*WHAT YOU WILL DO*. The lines to be set down run from the line containing "Each instance receives a single keypoint. Tag the white bowl" through the final line of the data below; print them exactly and print nothing else.

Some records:
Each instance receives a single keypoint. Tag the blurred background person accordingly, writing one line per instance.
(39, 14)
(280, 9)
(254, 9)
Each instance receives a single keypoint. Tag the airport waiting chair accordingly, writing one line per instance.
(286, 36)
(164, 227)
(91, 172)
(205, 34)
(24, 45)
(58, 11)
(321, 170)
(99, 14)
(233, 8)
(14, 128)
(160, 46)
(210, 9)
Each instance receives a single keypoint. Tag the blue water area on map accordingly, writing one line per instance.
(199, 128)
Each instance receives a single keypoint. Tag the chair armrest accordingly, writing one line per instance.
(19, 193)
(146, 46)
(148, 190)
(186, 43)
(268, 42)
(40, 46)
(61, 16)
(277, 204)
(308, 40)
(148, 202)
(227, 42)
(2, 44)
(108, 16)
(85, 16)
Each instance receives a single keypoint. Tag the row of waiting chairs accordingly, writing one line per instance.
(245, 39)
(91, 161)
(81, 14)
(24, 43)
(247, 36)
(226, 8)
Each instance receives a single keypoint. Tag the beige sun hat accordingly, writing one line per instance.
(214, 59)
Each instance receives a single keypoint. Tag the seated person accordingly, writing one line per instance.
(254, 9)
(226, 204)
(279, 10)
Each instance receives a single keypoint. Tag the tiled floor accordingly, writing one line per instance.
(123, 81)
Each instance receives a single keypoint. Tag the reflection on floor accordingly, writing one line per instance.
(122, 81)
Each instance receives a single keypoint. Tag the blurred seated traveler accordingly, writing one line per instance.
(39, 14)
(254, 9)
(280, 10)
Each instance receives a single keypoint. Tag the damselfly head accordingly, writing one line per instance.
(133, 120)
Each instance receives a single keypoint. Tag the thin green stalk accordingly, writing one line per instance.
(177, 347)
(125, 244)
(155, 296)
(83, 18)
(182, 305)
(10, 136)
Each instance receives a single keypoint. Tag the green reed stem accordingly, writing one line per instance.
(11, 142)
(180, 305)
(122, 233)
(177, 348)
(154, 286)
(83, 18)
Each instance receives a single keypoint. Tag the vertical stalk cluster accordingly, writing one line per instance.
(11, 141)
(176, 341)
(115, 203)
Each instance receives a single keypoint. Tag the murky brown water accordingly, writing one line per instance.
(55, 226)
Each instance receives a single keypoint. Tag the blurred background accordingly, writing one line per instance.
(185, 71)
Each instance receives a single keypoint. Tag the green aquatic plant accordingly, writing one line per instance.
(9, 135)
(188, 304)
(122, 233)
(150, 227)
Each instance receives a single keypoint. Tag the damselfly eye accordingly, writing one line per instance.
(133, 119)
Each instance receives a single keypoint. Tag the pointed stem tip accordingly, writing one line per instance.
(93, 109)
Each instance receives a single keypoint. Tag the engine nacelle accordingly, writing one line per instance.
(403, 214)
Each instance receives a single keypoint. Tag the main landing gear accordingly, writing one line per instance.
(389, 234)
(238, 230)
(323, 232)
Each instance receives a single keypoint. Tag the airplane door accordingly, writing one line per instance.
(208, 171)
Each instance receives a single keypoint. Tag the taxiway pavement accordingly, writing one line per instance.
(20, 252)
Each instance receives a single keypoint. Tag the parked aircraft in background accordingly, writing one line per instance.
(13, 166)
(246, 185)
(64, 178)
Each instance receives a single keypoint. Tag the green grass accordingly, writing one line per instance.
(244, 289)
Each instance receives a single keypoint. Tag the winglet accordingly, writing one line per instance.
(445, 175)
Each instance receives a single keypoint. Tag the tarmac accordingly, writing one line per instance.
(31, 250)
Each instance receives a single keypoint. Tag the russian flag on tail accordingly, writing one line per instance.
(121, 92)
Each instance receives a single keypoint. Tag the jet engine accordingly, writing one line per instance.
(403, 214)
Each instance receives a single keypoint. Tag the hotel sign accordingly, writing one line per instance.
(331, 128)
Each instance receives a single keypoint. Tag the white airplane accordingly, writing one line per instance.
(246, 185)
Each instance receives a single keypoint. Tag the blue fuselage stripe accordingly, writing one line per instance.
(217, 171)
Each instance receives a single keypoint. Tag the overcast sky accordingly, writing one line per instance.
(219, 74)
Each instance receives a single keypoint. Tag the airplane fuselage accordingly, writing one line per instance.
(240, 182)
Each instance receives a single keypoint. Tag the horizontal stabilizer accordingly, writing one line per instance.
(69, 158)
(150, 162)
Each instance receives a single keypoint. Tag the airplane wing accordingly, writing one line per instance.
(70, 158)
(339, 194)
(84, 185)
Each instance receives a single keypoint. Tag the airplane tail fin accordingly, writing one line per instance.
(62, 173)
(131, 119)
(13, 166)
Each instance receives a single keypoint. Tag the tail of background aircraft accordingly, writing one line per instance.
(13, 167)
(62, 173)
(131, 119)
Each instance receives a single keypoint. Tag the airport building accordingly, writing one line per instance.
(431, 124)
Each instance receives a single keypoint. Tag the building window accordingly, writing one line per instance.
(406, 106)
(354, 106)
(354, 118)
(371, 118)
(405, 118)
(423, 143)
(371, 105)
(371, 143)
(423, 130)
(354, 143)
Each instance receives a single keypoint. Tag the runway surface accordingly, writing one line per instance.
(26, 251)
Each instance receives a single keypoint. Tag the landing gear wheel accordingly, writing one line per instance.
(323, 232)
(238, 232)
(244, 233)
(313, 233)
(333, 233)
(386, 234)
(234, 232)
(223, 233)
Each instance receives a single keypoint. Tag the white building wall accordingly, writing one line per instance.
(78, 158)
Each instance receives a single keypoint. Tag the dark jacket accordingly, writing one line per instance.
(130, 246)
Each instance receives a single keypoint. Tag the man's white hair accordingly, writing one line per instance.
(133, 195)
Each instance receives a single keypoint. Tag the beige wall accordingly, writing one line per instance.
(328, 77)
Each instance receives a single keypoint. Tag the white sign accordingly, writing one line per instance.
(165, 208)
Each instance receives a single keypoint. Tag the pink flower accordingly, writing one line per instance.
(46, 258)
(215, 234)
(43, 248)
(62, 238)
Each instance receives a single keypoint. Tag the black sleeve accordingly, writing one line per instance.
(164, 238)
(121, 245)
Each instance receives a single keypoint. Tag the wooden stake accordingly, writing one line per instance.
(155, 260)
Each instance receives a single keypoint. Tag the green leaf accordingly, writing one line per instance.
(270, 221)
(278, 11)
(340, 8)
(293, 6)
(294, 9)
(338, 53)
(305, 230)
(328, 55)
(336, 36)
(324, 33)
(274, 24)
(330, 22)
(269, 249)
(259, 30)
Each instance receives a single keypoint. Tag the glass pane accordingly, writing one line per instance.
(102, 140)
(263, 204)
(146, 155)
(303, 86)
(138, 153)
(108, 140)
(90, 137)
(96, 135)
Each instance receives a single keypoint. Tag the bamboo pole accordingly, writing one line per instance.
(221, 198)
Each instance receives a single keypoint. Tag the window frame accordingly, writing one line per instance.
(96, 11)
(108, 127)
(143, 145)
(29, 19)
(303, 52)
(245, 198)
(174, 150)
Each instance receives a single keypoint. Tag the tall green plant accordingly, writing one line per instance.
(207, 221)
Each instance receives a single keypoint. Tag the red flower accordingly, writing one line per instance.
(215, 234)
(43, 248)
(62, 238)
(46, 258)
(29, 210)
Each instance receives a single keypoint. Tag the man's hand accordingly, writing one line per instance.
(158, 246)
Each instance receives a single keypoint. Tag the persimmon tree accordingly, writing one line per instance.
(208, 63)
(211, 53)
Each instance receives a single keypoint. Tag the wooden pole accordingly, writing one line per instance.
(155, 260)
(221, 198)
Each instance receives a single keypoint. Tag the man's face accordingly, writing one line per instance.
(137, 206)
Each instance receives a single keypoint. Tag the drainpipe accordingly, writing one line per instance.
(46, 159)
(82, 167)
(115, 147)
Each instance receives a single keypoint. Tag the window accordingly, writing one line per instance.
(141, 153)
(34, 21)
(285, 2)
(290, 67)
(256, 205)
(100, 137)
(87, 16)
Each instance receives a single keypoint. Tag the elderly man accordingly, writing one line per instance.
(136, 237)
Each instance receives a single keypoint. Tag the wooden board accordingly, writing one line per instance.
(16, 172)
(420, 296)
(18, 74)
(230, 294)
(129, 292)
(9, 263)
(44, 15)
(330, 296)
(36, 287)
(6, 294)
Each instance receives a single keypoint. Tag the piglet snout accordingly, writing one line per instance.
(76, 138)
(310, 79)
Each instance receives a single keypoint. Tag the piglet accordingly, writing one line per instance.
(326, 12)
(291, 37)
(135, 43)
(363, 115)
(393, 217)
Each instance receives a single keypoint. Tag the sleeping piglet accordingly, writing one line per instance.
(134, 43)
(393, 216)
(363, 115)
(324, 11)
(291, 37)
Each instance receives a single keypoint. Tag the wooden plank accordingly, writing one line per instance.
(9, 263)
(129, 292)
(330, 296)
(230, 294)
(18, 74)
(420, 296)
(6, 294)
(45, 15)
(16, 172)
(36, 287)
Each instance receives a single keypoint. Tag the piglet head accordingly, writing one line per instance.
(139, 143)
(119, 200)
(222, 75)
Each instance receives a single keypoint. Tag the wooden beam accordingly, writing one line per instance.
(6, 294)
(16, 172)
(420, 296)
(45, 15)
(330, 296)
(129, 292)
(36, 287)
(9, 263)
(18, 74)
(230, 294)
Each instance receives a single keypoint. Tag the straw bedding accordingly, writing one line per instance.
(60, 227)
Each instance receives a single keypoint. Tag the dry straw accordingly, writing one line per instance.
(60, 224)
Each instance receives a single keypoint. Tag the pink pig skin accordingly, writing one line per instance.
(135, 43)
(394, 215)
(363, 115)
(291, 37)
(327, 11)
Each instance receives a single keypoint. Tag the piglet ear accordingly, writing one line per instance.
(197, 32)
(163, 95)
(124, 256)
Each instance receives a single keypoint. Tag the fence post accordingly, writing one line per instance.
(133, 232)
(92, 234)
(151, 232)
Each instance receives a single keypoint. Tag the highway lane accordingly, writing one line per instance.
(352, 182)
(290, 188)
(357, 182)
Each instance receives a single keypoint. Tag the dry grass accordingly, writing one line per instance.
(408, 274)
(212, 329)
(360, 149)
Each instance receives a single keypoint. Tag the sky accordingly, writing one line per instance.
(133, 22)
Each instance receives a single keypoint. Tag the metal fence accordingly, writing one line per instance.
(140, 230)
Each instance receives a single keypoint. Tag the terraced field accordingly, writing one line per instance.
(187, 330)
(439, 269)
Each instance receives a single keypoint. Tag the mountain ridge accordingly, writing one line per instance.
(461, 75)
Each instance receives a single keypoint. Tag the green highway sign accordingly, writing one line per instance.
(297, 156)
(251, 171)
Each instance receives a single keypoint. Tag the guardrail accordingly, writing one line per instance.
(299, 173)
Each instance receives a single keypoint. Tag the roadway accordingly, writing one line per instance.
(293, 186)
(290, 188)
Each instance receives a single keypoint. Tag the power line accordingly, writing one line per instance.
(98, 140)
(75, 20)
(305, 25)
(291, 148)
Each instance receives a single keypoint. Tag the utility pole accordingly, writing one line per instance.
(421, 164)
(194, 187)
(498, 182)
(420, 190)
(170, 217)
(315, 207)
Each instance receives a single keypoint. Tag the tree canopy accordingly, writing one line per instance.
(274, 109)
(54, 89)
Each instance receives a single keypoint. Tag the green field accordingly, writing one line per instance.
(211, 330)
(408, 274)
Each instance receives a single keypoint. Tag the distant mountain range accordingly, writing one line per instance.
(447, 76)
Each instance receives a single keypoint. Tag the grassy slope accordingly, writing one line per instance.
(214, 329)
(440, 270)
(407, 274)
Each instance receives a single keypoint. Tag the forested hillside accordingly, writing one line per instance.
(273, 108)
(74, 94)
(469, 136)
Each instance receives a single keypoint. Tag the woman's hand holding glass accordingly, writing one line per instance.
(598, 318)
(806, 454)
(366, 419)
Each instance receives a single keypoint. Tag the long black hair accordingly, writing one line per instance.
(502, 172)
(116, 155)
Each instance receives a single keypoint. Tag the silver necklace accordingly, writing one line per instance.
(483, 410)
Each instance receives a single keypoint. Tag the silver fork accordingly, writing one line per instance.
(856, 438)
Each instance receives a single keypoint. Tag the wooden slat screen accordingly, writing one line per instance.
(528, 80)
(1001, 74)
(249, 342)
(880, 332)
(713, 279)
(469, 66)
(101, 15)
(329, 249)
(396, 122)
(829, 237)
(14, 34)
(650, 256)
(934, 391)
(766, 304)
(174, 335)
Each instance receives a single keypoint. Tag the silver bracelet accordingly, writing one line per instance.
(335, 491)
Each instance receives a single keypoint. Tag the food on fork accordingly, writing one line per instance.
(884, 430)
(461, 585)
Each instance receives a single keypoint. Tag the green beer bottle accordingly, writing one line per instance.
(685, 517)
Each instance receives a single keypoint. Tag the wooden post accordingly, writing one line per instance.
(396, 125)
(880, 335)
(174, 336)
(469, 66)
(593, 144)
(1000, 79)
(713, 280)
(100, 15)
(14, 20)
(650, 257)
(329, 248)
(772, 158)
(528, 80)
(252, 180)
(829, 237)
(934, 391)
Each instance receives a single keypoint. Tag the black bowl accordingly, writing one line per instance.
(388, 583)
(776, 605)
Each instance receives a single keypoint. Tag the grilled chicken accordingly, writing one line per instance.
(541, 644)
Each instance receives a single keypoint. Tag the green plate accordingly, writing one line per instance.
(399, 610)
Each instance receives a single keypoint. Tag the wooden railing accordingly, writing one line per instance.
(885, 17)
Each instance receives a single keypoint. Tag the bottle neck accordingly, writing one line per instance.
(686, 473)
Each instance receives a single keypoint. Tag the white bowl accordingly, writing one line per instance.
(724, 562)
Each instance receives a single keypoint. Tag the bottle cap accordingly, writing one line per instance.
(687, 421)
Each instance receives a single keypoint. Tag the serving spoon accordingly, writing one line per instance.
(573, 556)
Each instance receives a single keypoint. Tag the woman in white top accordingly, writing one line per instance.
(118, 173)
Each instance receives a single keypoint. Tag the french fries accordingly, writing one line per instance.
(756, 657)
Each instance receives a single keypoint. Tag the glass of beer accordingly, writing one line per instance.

*RESULT FOR THIS TASK*.
Each instance receives a single keypoint. Tag the white bowl accordingly, writing one line per instance.
(724, 562)
Each instance receives a single keypoint. Tag the bottle cap accordingly, writing one line per instance.
(687, 421)
Each instance receives a single keypoint. Tag the serving spoon accordingly, writing one line per instance.
(573, 556)
Each instance receives a single keypoint. Tag the woman in white top accordingly, writing one line per instance.
(118, 173)
Each instance receives a single keypoint. Tag the french fries accordingly, writing one line per instance.
(756, 657)
Each instance receives a single keypoint. Tag the glass of beer accordingly, writing one line per instance.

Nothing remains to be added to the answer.